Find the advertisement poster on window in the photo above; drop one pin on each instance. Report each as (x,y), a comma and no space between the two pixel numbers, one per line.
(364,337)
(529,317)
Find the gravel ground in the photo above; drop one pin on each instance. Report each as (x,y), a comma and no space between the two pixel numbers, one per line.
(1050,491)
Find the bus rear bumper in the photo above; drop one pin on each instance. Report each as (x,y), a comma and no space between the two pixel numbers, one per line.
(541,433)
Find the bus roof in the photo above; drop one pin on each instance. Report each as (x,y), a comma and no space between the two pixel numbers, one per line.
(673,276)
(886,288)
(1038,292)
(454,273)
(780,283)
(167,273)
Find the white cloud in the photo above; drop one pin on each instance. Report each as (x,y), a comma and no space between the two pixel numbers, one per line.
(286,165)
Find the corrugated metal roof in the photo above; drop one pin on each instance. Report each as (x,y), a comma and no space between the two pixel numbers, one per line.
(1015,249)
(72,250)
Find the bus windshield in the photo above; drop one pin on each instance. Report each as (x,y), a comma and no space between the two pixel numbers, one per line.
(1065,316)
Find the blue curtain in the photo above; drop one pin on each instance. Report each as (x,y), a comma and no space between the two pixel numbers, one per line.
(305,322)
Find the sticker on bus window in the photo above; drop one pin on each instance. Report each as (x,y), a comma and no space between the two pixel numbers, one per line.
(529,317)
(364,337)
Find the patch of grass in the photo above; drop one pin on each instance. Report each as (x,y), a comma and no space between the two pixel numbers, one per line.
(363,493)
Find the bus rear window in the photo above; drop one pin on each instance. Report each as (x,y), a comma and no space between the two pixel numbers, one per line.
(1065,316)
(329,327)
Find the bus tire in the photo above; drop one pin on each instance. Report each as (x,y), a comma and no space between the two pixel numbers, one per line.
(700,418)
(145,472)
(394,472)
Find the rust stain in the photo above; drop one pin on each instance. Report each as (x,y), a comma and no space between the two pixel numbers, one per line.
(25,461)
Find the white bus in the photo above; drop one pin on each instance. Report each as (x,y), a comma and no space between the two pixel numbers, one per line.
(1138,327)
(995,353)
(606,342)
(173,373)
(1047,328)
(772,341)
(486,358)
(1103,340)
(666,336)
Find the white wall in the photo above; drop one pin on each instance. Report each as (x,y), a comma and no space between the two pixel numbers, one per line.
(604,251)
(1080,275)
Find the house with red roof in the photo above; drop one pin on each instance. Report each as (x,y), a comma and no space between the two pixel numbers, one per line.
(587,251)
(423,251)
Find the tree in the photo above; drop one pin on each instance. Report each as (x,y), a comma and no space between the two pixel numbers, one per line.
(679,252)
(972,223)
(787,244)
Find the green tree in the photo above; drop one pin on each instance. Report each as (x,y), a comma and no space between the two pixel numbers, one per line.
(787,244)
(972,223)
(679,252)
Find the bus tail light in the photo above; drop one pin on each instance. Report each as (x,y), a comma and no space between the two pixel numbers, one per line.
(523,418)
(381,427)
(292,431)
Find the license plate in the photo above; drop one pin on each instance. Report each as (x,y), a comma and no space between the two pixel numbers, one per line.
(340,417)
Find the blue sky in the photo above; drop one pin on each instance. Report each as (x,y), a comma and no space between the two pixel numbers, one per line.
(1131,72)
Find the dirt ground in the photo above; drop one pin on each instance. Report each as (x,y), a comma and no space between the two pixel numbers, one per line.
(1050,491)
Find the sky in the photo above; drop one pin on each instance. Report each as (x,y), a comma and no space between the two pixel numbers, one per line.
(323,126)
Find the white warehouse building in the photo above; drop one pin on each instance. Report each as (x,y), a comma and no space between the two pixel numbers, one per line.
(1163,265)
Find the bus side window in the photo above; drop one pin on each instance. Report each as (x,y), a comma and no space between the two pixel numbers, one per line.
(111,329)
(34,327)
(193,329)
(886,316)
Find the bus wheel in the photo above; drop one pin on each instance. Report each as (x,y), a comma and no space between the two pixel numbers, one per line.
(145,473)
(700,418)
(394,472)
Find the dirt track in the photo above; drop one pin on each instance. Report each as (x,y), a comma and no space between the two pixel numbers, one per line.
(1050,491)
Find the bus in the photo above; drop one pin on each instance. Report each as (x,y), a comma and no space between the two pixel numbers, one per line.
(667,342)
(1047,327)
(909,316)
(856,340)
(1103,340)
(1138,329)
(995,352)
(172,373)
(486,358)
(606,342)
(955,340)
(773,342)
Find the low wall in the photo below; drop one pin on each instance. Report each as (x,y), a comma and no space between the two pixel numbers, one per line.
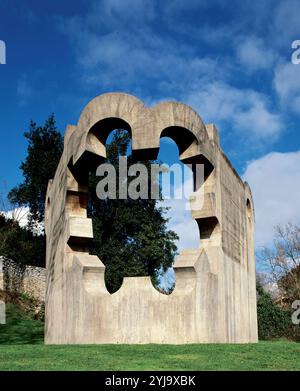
(22,279)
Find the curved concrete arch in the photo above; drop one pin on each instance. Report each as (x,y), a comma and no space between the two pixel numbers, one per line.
(214,299)
(112,105)
(176,114)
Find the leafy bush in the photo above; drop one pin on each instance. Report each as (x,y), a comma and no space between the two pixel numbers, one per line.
(273,321)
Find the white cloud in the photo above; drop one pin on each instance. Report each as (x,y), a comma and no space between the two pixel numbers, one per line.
(286,26)
(287,86)
(275,183)
(254,55)
(245,111)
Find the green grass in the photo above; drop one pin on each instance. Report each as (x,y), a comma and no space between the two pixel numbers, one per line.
(22,348)
(263,356)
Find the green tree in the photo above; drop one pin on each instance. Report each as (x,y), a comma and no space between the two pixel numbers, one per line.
(131,236)
(45,146)
(20,244)
(273,321)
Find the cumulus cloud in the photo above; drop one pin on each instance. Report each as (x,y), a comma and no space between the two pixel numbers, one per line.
(287,86)
(254,55)
(275,184)
(245,111)
(286,26)
(113,53)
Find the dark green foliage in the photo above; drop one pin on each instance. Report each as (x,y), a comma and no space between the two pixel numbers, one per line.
(273,321)
(22,326)
(20,244)
(131,236)
(45,146)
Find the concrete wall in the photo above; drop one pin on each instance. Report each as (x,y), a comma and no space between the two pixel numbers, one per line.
(214,299)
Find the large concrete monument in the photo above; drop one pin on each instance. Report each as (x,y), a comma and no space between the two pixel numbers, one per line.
(214,299)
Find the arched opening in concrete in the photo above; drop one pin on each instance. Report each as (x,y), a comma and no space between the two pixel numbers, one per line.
(79,202)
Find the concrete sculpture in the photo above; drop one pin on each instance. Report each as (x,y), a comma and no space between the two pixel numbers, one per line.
(214,299)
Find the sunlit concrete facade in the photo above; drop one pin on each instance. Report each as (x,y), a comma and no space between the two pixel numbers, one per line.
(214,299)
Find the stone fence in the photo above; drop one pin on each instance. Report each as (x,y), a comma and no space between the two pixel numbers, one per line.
(22,279)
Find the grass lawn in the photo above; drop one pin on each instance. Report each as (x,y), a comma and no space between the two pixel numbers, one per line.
(22,348)
(279,355)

----------

> [Task to carry out]: All records must be output exactly as they are, except for the pictures, which are left out.

> [Exercise result]:
Find the advertisement poster on window in the photo above; drop one pin on each instance. Report each as (x,y), a comma and no space between the two pixel numbers, one per line.
(364,337)
(529,317)
Find the gravel ground in the photo above; drop one pin on each instance. Report each as (x,y), a comma and no space between the two pixel numbers, one per line.
(1050,491)
Find the bus rear bumper in the photo above; drop one pin on each instance. Report each as (x,y), a comma and no space between the two pixel numbers, one per line.
(541,433)
Find the bus roof in the photo above; drop one pin on each instance. Report each as (x,y), a comma and no space between the two pixel numbers, one per line.
(673,276)
(886,288)
(1038,292)
(454,273)
(780,283)
(167,273)
Find the white cloud in the photo above; drop one pin on each instance. Report each as (x,y), a comma and no space between the two pixel numbers, one per line.
(286,165)
Find the corrugated metal roof in the photo above; drop one pin on each instance. Report each as (x,y), a comma and no space between the two pixel numbers, one per line.
(1015,249)
(72,250)
Find the bus windshield in the photo above; drop one pin on each instance. Report each as (x,y), a comma and no space between the two pixel numbers, one per line.
(1065,316)
Find the blue curtain in the photo above; drop one pin on each instance. Report each as (x,y), a comma and no space between the two pixel numbers, one per line.
(305,322)
Find the sticker on bus window in the photo above; drop one pin on each instance. Report each as (x,y), a comma and no space between the two pixel numbers, one per line.
(529,317)
(364,337)
Find the patch of grass in the photo above; drop one pin on each instance. Report each as (x,y), a comma and no space between the two pixel numbers, one per line.
(363,493)
Find the bus rear window in the photo above; drop one pin on each instance. Report each as (x,y), a comma and no space between the two pixel numbers, one per line.
(1065,316)
(329,327)
Find the bus tire in the photo above; drop one pin on each instance. Report each as (x,y), a comma and no space between the two pixel numbers, one per line.
(700,418)
(145,472)
(394,472)
Find the rust stain in the photo above; drop one pin on each instance. Report each as (x,y), a comma and no space between the two pixel numbers, one per line.
(25,461)
Find the white bus in the photo above; drop one pin on each instance. Report each as (x,y), a comma and no space between the two pixel numbers, one per line.
(1138,327)
(995,353)
(606,342)
(173,373)
(1047,328)
(772,341)
(486,358)
(1103,340)
(666,336)
Find the white wall in the photo above; drop one pin on each instance. Report each as (x,y), a comma and no space between the two pixel numbers, one per line.
(604,251)
(1080,275)
Find the house with red roof in the photo above; drop one pin on each instance. Report each as (x,y), a comma and no space between the two pixel numbers, one per line.
(587,251)
(423,251)
Find the tree in the photo above; drop one pin on each instance. Report each as (x,y), a comma and no space between the two pixel numbers, one per line.
(679,252)
(972,223)
(787,244)
Find the green tree in the photo above; drop one pin on each instance. Report each as (x,y), a comma and no space between the two pixel numbers, one per line.
(787,244)
(972,223)
(679,252)
Find the bus tail light in the photo above; drop one pin on each instance. Report each as (x,y), a comma and no space between the two pixel numbers, one per line.
(523,418)
(381,427)
(292,431)
Find the license plate in the photo above; drop one pin on each instance. Report each as (x,y), a comma and no space between the two pixel numbers, one per line.
(340,417)
Find the blue sky in the photo above; drop one pin on each instance. Report each as (x,y), a comma and no space between the two pixel numbers, one per line.
(1131,72)
Find the dirt ground in the photo above; drop one pin on each instance. Report each as (x,y), a comma and no space between the two pixel numbers, one per line.
(1050,491)
Find the sky in the photo above; drop one pin on each instance. Report each as (x,y), a comma and no space between the two pixel numbers, one per line.
(323,126)
Find the white warehouse building in the photo above; drop one pin on each instance. Report each as (x,y), a comma and no space between the two pixel numbers, one per line.
(1163,265)
Find the bus side window in the photo above; drop one pin on each instance. Report each as (x,y), a comma and no space between the two pixel numbers, one per line.
(111,329)
(34,327)
(193,329)
(886,316)
Find the bus wheel in the photo above; drop one pin on each instance. Report each as (x,y), a comma and no space between the two pixel numbers, one per line.
(145,473)
(700,418)
(394,472)
Find the dirt track in the photo above; drop one pin on each instance. Report each as (x,y), a comma and no space between the two pixel numbers, one per line.
(1050,491)
Find the bus in the photo above; drop one pin on each instance. Report each as (x,y), a comma and no space between the two pixel numbers, one per line.
(667,342)
(1047,327)
(909,316)
(856,340)
(1103,340)
(1138,329)
(995,352)
(172,373)
(486,358)
(606,342)
(955,340)
(773,342)
Find the low wall in the photo below; drop one pin on each instance. Report each as (x,y), a comma and no space between the two pixel numbers, one per line.
(22,279)
Find the curved concrete arch in the photo above; drop one pin on each instance. Report each as (x,y), a comma and no space between the two pixel numbers, one per line.
(214,299)
(112,105)
(176,114)
Find the leafy bush in the photo above; drop one pin on each instance. Report each as (x,y), a comma and no space between the two pixel numbers, one per line.
(273,321)
Find the white cloud in the photo above; drop one pin on each instance. Report each as (x,y), a comma and no space between the two pixel numbers, one per line.
(286,26)
(287,86)
(275,183)
(254,55)
(245,111)
Find the green grass in the photo above; drop one pin on each instance. Report each as (x,y), a comma and no space between the two pixel numbers, one per line.
(22,348)
(263,356)
Find the green tree in the photo above; drop one pin on each instance. Report each as (x,y), a comma and no space between the two pixel numbers, one per line.
(131,236)
(45,146)
(20,244)
(273,321)
Find the cumulus cloud in the photo above; drop one pin on each instance. Report each as (x,y), a comma and no space between the two pixel numbers, one per line.
(287,86)
(254,55)
(275,184)
(245,111)
(286,26)
(113,53)
Find the dark green foliage in the photo above; drop one pin on each instance. Report each as (x,y), a comma and no space between the two pixel numbers, one per line.
(273,321)
(22,326)
(20,244)
(131,236)
(45,146)
Find the concrete wall in the photo above; drop one pin on each instance. Report each as (x,y), a comma and no space between the two pixel numbers, one per line.
(214,299)
Find the large concrete monument in the photo above; drop one pin on each instance. Report each as (x,y), a comma and no space between the two pixel numbers, one per line.
(214,299)
Find the arched opening in concrete in the photo above; drop one pin on each instance. Report each as (x,y), a comma and no space between the two pixel numbers, one per line.
(79,202)
Find the concrete sculpture in the photo above; drop one pin on each instance. Report each as (x,y), a comma and no space between the two pixel numbers, one per line.
(214,299)
Find the sunlit concrete facade in the photo above; drop one pin on each instance. Report each as (x,y), a comma and no space between the two pixel numbers, one per line.
(214,299)
Find the stone fence in the photo above; drop one pin on each instance. Report each as (x,y), a comma and no space between the two pixel numbers, one per line.
(22,279)
Find the grass lawn in the photo above; drop one pin on each instance. Report each as (x,y), a comma and no space between the two pixel numbers, one per line.
(22,348)
(279,355)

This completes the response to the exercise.